Records drawn from a dataset:
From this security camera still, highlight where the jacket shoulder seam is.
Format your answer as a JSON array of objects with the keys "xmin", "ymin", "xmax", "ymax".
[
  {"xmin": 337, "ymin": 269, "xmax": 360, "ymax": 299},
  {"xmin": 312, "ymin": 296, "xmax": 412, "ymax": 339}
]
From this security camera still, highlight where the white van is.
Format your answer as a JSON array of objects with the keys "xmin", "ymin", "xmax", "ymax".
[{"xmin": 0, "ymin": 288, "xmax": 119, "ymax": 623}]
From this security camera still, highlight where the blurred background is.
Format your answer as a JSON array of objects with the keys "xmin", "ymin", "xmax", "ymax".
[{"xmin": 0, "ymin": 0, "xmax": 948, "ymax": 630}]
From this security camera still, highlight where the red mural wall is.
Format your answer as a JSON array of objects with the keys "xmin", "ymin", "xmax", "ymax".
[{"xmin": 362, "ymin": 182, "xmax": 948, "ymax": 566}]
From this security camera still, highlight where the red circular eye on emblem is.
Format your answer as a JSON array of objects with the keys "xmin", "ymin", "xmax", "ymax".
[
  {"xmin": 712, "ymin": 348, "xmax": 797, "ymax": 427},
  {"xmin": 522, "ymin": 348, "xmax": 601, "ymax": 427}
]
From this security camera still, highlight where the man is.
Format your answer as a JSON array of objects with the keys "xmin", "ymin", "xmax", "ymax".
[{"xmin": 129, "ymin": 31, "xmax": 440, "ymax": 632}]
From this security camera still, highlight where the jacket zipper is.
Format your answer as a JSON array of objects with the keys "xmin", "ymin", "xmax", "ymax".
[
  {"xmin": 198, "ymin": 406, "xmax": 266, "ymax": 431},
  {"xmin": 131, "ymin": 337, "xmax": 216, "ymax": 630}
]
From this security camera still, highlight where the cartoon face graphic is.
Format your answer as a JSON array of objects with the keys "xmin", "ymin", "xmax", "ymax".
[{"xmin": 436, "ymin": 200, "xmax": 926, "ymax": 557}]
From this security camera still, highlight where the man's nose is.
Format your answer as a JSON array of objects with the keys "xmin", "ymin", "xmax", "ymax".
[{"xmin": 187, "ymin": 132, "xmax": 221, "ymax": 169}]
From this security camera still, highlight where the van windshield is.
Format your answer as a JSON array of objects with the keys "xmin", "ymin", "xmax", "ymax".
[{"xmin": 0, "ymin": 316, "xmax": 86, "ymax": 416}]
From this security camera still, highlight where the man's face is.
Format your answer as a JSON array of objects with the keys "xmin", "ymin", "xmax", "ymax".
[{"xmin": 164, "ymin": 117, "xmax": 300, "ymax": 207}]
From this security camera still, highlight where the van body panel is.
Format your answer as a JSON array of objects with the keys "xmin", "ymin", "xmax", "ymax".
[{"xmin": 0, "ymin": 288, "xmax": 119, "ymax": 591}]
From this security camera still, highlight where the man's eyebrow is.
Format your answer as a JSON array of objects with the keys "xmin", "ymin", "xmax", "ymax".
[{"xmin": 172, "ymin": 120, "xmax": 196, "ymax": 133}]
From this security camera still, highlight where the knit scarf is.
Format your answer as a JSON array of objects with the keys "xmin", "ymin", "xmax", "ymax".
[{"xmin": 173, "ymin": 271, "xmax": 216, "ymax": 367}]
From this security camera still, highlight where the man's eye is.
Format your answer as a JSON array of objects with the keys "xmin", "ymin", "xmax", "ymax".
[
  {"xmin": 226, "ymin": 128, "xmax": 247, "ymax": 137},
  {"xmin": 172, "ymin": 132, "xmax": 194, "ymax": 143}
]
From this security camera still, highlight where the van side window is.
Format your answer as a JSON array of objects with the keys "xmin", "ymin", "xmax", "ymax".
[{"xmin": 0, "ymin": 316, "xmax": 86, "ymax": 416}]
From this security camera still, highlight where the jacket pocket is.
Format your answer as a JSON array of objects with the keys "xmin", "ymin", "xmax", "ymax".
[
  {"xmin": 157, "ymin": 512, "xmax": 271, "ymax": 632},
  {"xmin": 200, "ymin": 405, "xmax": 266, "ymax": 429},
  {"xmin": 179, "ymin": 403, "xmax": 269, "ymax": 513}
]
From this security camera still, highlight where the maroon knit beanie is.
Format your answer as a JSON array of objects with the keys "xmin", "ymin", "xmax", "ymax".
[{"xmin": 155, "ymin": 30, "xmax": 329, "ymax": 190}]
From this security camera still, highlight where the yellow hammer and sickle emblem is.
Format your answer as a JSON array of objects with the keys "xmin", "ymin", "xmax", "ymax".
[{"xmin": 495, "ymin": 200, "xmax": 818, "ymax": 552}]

To do => Write every entry out again. Leave each one exactly as it is.

Worked solution =>
From this security camera still, highlight where the jacket shoulder seam is.
Format your answer as a JSON array of objects with the keys "xmin", "ymin", "xmax", "ymax".
[
  {"xmin": 337, "ymin": 269, "xmax": 360, "ymax": 299},
  {"xmin": 312, "ymin": 296, "xmax": 412, "ymax": 339}
]
From this security camera still, highlight where the white van is.
Format your answer as a JSON array of objects with the keys "xmin", "ymin", "xmax", "ymax".
[{"xmin": 0, "ymin": 288, "xmax": 119, "ymax": 623}]
From this security camera still, highlight where the blurred background is.
Format your answer as a JSON array of objects with the keys "xmin", "ymin", "xmax", "ymax".
[{"xmin": 0, "ymin": 0, "xmax": 948, "ymax": 630}]
From this security camera still, highlight where the red mural wall is.
Format your answer as a JSON array of objects with the keys "xmin", "ymin", "xmax", "ymax".
[{"xmin": 362, "ymin": 182, "xmax": 948, "ymax": 566}]
From this security camera still, highlight where the red circular eye on emblem is.
Format your answer as a JSON array of objects with the keys "xmin", "ymin", "xmax", "ymax".
[
  {"xmin": 712, "ymin": 348, "xmax": 797, "ymax": 427},
  {"xmin": 522, "ymin": 348, "xmax": 601, "ymax": 427}
]
From this security camera still, highlight where the man is.
Format your answer as a JSON array of objects with the keys "xmin", "ymin", "xmax", "ymax".
[{"xmin": 129, "ymin": 31, "xmax": 440, "ymax": 632}]
From this security camera still, highlight where the jacket zipper is.
Format your answer as a JSON array of objects with the keys "xmin", "ymin", "xmax", "ymax".
[
  {"xmin": 198, "ymin": 406, "xmax": 266, "ymax": 431},
  {"xmin": 131, "ymin": 337, "xmax": 216, "ymax": 630}
]
From this security camera still, highlight where the cartoon face graphic is.
Format your answer as a JSON array of objects with the keys "xmin", "ymin", "xmax", "ymax".
[{"xmin": 436, "ymin": 200, "xmax": 926, "ymax": 557}]
From this security camera still, highlight where the man's nose is.
Format your answer as a JSON array of objects with the keys "xmin", "ymin", "xmax", "ymax".
[{"xmin": 187, "ymin": 132, "xmax": 221, "ymax": 169}]
From this security camera still, highlight where the van windshield is.
Format your answer as a JSON array of objects with the keys "xmin", "ymin", "xmax", "ymax".
[{"xmin": 0, "ymin": 316, "xmax": 86, "ymax": 416}]
From this security camera still, highlight where the man's face is.
Format your answer as a JSON array of objects with the keys "xmin", "ymin", "xmax", "ymax".
[{"xmin": 164, "ymin": 117, "xmax": 300, "ymax": 207}]
From this security camera still, highlight where the van body panel is.
Format your answer as a JSON array of objects with the keys "xmin", "ymin", "xmax", "ymax".
[{"xmin": 0, "ymin": 288, "xmax": 119, "ymax": 591}]
From this security camera still, highlight where the man's eyebrow is.
Format your answer as a JSON array of objects with the keys "xmin", "ymin", "xmax", "ymax".
[{"xmin": 172, "ymin": 120, "xmax": 196, "ymax": 133}]
From this security camera still, highlight where the knit scarf is.
Format your answer as a JSON array of objects with the keys "xmin", "ymin", "xmax", "ymax".
[{"xmin": 173, "ymin": 271, "xmax": 216, "ymax": 367}]
From this security camera still, highlight where the man's eye is.
Format your answer as a JSON array of objects with the keys "xmin", "ymin", "xmax", "ymax".
[
  {"xmin": 226, "ymin": 128, "xmax": 247, "ymax": 137},
  {"xmin": 172, "ymin": 132, "xmax": 194, "ymax": 143}
]
From this security camera still, highlight where the van side window is.
Format your answer as a JSON array of objects with the keys "xmin", "ymin", "xmax", "ymax".
[{"xmin": 0, "ymin": 316, "xmax": 86, "ymax": 416}]
From this security camera still, highlight where the jacket pocket is.
Format your answer as a JSON array of objects with the keys "xmin", "ymin", "xmax", "ymax".
[
  {"xmin": 157, "ymin": 512, "xmax": 271, "ymax": 632},
  {"xmin": 200, "ymin": 405, "xmax": 266, "ymax": 429},
  {"xmin": 179, "ymin": 403, "xmax": 269, "ymax": 513}
]
From this security camera still, highlight where the maroon knit beanie is.
Format your answer as a JSON array of objects with the keys "xmin", "ymin", "xmax", "ymax".
[{"xmin": 155, "ymin": 30, "xmax": 329, "ymax": 190}]
From this security camera still, highlight where the yellow hammer and sickle emblem is.
Format your answer as a JSON array of objects with the keys "xmin", "ymin", "xmax", "ymax".
[{"xmin": 495, "ymin": 200, "xmax": 818, "ymax": 552}]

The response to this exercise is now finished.